● Goal:
Reproduce the stretch of material from the line containing "In this picture, please locate the olive" through the line containing "[389,202,424,216]", both included, keeping the requests unchanged. Multiply every bounding-box coordinate in the answers by 0.4 and round each result to a whole number, with halves rounded up.

● Excerpts of labeled region data:
=-=-=-=-=

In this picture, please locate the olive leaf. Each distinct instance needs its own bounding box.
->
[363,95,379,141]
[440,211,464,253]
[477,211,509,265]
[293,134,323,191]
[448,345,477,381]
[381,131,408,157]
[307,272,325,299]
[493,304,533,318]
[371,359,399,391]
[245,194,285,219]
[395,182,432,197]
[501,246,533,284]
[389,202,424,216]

=-=-=-=-=

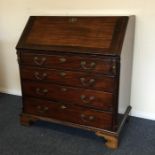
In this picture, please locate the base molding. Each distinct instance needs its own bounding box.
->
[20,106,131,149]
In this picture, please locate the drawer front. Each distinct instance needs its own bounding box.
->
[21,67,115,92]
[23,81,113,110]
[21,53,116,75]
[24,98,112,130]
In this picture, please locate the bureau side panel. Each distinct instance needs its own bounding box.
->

=-=-=-=-=

● Correct response:
In this picture, please locate the olive leaf. Each distinct instance needs its own bounding box.
->
[145,38,152,56]
[176,84,186,101]
[191,84,204,106]
[117,54,129,76]
[179,138,191,152]
[152,52,163,63]
[123,109,130,120]
[197,122,213,127]
[148,144,160,156]
[98,78,114,88]
[158,73,173,79]
[200,98,213,114]
[156,81,170,86]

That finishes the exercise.